*What the task requires*:
Output each record in full, exactly as it stands.

*Dataset records*:
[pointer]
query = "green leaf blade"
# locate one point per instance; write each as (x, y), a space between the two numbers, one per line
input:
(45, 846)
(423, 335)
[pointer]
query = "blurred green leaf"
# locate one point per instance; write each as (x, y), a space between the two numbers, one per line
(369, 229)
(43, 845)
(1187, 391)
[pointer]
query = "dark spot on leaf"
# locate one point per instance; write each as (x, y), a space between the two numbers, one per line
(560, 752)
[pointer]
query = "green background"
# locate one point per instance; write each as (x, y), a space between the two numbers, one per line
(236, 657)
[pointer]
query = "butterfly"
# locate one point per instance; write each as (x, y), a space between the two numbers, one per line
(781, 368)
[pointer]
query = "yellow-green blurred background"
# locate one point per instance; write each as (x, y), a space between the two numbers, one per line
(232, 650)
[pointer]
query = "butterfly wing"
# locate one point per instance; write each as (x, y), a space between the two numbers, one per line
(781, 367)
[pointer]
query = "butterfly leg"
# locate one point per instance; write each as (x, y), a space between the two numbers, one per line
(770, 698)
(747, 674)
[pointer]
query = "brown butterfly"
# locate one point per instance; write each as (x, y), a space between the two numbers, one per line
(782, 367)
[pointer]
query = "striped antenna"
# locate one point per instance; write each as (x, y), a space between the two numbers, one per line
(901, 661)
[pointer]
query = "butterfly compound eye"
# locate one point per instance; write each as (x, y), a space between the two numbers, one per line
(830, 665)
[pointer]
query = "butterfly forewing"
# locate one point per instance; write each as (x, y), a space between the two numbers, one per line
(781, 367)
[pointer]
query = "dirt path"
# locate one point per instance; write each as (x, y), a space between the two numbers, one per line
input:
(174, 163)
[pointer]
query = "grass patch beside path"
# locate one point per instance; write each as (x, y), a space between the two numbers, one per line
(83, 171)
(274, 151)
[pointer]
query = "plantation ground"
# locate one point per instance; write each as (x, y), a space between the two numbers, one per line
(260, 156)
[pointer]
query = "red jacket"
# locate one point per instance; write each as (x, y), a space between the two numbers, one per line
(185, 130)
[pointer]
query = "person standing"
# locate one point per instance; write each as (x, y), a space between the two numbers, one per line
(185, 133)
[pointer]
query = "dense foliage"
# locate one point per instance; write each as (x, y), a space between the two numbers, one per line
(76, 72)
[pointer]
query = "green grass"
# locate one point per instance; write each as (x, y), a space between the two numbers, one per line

*Exercise solution*:
[pointer]
query = "green leaf blade"
# locate one point per instance; write each as (x, y), a space between the two numbers, one per line
input:
(45, 846)
(423, 335)
[pointer]
query = "blurred green leaf"
# locate one point per instance; write each as (x, y), a space between the two numbers, one per line
(369, 229)
(43, 845)
(1187, 391)
[pointer]
query = "dark spot on leaf"
# locate one point per instance; write each as (x, y), a space between the two numbers, one per line
(560, 752)
[pointer]
query = "green background"
# locate one point per instance; write each as (x, y), a space between the two numbers, one per line
(236, 657)
[pointer]
query = "butterfly"
# locate one point per instance; write each as (x, y), a space between the two numbers, one per line
(781, 368)
[pointer]
query = "yellow-green blurred background"
# locate one point per instance; write each as (x, y), a space between the two numbers, one per line
(232, 650)
[pointer]
query = "butterfly wing"
# locate one point per instance; write each as (x, y), a space between the two numbers, one per line
(781, 367)
[pointer]
query = "butterfly leg"
# locate one point per instance; write each as (x, y), a space between the two numbers, one per line
(770, 698)
(747, 674)
[pointer]
query = "brown butterfly"
# locate one point per instance; write each as (x, y), a space between the two numbers, one per line
(782, 367)
[pointer]
query = "striped antenna"
# locate one point per instance; write each as (x, y), a space between the two numbers, one per line
(901, 661)
[pointer]
query = "butterfly compound eye"
# locate one point per instance; write each as (x, y), a space between the two numbers, one per line
(830, 665)
[pointer]
query = "butterfly forewing"
# locate one point per instance; write each as (x, y), a space between the two numbers, one per line
(781, 367)
[pointer]
query = "dirt path"
# locate one point per instance; write each as (x, y), a space between the two numbers, one per line
input:
(174, 163)
[pointer]
query = "grass patch beside path"
# locate one point per instance; write each as (x, y), a space between the two numbers, one per line
(83, 171)
(274, 151)
[pointer]
query = "plantation ground"
# locate one point per instance; write each as (x, y), a space between the two numbers, one per line
(260, 156)
[pointer]
query = "red jacket"
# locate one point per instance; write each as (x, y), a space between the two numbers, one per line
(185, 130)
[pointer]
query = "person standing"
# locate one point per instance; write each as (x, y), a space between the two numbers, one per line
(185, 133)
[pointer]
query = "dense foliage"
# locate one point per instance; write each as (x, y), a space between the two numbers, one per line
(76, 72)
[pointer]
query = "green grass"
# locate one point per instance; write each as (x, y), a space between the two numbers, one per line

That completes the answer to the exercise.